## QUOTED PASSAGE
%%

Hemerocallis 'Beautiful Edgings'
Gardening mirrors life in its roller-coaster of summits and valleys.   We fight daily against drought and heat and ice and flood, relentlessly watching for enemies, ceaselessly searching for beauty.  ProfessorRoush has been wanting for rain from cloudless skies for weeks, carrying water to quench the thirst of the weakest, ripping weedy competition from the ground, watching for leaves wilting and rolling.  Hope leaks away as the buffalograss browns.








Hemerocallis 'Space Coast Color Scheme' 
In gardening and in life, we must hold faith that the storms pass and calm mornings, like this one, will come.  A heavy rain filled the emptiness of the night during my sleepless tossings, and I rose to find the ground full and soft, and this year's first 'Beautiful Edgings' covered in jewels.  New daylilies, 'Space Coast Color Scheme' (Kinnebrew, 2008) and 'Blue Racer' (Stamile-Pierce, 2011), also greeted Bella and I on our rounds of the rain gauges, rejoicing with us at the modest 1.5 inches of heaven-gifted moisture and the cooler air.

%%

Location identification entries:
%%

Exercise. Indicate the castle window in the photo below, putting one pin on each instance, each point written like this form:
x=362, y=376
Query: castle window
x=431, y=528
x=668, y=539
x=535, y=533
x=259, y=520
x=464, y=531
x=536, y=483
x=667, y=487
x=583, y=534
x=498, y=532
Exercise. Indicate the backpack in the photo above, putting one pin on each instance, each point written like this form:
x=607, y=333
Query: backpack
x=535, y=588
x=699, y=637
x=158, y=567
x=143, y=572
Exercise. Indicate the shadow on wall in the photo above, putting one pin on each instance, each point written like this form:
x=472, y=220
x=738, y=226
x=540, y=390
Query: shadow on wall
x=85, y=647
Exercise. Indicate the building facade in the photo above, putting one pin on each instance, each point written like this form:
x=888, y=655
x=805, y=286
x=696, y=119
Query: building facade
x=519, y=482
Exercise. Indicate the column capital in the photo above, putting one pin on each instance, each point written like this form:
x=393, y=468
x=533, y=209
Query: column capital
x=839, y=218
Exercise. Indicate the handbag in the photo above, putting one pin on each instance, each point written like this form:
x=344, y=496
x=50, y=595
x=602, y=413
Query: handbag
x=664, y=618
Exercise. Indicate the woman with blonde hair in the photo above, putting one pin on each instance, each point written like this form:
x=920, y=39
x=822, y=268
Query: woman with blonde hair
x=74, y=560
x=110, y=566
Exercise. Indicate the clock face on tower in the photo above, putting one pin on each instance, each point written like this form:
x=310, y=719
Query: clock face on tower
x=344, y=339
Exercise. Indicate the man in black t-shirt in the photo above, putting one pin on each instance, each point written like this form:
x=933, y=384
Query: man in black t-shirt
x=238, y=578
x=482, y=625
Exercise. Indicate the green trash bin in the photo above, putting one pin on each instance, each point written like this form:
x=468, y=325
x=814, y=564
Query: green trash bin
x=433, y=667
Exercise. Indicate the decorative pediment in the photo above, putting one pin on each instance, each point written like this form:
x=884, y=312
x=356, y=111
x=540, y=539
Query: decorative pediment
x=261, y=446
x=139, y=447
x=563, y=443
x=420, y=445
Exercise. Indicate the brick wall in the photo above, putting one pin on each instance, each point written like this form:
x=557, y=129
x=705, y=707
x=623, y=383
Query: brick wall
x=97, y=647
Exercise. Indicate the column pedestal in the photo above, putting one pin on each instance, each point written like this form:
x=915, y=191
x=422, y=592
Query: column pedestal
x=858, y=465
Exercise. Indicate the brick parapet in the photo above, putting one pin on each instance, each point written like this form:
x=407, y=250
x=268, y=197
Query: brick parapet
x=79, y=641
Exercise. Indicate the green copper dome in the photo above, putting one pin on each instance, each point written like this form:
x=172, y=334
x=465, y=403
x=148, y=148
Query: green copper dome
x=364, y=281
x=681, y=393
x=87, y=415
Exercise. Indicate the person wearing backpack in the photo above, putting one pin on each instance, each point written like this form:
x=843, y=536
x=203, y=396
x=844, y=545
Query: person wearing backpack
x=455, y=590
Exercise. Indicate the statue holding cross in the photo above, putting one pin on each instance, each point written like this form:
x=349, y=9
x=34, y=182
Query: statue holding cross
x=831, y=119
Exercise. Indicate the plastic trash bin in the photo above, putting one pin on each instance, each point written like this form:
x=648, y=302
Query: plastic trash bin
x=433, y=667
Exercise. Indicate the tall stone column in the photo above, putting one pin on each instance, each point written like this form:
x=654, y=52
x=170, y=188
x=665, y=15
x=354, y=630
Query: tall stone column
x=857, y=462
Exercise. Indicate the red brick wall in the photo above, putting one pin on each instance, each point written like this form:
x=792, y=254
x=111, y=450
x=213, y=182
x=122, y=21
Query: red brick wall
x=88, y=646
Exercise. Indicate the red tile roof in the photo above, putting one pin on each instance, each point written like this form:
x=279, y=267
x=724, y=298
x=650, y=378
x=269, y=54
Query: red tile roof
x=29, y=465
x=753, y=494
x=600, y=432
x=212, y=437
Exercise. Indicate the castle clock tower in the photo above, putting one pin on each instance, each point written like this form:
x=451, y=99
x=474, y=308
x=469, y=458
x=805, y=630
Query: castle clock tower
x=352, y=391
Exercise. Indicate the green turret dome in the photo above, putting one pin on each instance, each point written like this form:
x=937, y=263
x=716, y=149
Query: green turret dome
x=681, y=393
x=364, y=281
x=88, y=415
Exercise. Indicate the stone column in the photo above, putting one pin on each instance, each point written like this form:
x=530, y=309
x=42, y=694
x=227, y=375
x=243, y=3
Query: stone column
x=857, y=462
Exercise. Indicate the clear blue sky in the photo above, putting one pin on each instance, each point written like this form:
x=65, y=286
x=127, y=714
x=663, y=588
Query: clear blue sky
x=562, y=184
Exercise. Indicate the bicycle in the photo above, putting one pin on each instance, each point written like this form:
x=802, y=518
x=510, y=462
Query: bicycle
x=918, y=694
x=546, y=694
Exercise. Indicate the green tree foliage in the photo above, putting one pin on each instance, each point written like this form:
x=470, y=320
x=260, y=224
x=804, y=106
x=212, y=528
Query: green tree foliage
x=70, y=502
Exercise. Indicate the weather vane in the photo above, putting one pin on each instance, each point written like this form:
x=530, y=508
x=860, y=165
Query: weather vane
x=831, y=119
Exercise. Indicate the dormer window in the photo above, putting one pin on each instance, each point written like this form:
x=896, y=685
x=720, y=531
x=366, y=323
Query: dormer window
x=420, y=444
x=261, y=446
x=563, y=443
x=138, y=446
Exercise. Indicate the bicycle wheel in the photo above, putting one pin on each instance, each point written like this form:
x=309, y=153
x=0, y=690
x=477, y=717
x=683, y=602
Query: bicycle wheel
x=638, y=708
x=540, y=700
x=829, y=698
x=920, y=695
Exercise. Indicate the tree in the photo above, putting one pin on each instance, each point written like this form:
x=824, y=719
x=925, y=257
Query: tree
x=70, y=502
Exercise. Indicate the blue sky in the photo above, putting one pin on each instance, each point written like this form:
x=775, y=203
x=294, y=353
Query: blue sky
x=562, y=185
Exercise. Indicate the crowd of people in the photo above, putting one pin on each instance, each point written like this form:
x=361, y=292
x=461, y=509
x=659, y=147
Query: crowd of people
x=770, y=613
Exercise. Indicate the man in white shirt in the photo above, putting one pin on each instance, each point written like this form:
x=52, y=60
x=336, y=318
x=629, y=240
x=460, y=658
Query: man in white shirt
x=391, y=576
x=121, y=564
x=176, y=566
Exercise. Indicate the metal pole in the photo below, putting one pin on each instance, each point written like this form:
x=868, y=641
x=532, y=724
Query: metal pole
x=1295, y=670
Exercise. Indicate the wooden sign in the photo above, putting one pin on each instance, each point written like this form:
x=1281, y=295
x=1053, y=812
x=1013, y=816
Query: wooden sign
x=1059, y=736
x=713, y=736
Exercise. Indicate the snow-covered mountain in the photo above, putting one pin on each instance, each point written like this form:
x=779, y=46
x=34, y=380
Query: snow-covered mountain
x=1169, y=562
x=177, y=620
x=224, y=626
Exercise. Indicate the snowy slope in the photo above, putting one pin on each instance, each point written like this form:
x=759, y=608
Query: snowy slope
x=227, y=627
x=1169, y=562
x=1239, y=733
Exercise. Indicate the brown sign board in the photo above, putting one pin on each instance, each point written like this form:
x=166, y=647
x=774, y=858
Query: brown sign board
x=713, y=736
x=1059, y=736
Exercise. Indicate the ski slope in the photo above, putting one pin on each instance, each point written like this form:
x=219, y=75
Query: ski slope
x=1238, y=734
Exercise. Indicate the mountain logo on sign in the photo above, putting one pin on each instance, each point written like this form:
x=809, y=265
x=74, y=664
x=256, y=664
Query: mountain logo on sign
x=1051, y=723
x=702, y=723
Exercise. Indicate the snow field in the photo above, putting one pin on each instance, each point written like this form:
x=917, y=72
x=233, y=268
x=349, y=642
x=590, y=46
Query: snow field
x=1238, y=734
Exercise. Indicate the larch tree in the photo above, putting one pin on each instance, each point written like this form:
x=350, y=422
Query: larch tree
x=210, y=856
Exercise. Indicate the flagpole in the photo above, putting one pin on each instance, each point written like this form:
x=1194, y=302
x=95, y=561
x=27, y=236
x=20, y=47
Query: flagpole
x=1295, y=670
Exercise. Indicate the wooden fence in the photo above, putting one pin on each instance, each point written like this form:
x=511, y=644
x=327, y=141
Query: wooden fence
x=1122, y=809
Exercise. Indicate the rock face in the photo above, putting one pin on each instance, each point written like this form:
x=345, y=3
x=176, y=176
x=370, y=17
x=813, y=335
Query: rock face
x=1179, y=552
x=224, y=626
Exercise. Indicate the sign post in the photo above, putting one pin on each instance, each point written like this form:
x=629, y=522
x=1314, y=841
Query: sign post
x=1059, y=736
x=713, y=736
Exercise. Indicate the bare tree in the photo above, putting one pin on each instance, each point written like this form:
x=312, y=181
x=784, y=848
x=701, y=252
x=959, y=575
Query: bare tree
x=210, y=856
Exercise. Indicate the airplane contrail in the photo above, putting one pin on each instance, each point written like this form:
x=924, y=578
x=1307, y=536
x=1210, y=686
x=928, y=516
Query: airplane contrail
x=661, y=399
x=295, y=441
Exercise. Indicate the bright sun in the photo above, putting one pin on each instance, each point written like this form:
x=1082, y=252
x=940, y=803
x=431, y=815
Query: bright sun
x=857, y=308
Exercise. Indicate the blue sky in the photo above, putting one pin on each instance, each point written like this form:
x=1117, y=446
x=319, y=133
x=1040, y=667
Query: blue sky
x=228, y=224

%%

## GIVEN REQUEST A
Print the daylily passage starting with "Hemerocallis 'Space Coast" and going on through "the cooler air.".
## GIVEN REQUEST B
Reproduce the records from their first line through the line containing "x=664, y=618", swapping "backpack" for "rucksack" and leaving everything else as it is.
The text and the records come from two unrelated sources.

## COMPLETE RESPONSE A
Hemerocallis 'Space Coast Color Scheme' 
In gardening and in life, we must hold faith that the storms pass and calm mornings, like this one, will come.  A heavy rain filled the emptiness of the night during my sleepless tossings, and I rose to find the ground full and soft, and this year's first 'Beautiful Edgings' covered in jewels.  New daylilies, 'Space Coast Color Scheme' (Kinnebrew, 2008) and 'Blue Racer' (Stamile-Pierce, 2011), also greeted Bella and I on our rounds of the rain gauges, rejoicing with us at the modest 1.5 inches of heaven-gifted moisture and the cooler air.

## COMPLETE RESPONSE B
Exercise. Indicate the castle window in the photo below, putting one pin on each instance, each point written like this form:
x=362, y=376
Query: castle window
x=431, y=528
x=668, y=539
x=535, y=533
x=259, y=520
x=464, y=531
x=536, y=483
x=667, y=487
x=583, y=534
x=498, y=532
Exercise. Indicate the rucksack in the photo above, putting one pin on each instance, each point written like this form:
x=607, y=333
Query: rucksack
x=535, y=588
x=699, y=637
x=158, y=567
x=143, y=572
Exercise. Indicate the shadow on wall in the photo above, putting one pin on each instance, each point written like this form:
x=472, y=220
x=738, y=226
x=540, y=390
Query: shadow on wall
x=85, y=647
Exercise. Indicate the building facade in the photo above, putting one pin on each instance, each point written like this form:
x=888, y=655
x=805, y=286
x=696, y=119
Query: building facade
x=519, y=482
Exercise. Indicate the column capital in the photo above, putting one pin on each instance, each point written like this form:
x=393, y=468
x=533, y=209
Query: column capital
x=839, y=218
Exercise. Indicate the handbag in the photo above, putting one pin on each instance, each point written like this form:
x=344, y=496
x=50, y=595
x=602, y=413
Query: handbag
x=664, y=618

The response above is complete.